Copy the listing below word for word and line for line, changing nothing.

(Pointing dataset excerpts)
..............................

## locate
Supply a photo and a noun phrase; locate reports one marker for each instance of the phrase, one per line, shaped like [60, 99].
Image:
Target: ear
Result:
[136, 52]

..............................

## Result of this exercise
## locate
Supply a photo and a noun phrase; locate reports one marker for each instance of the phrase, one per line, shaped like [60, 99].
Image:
Target: ear
Result:
[136, 52]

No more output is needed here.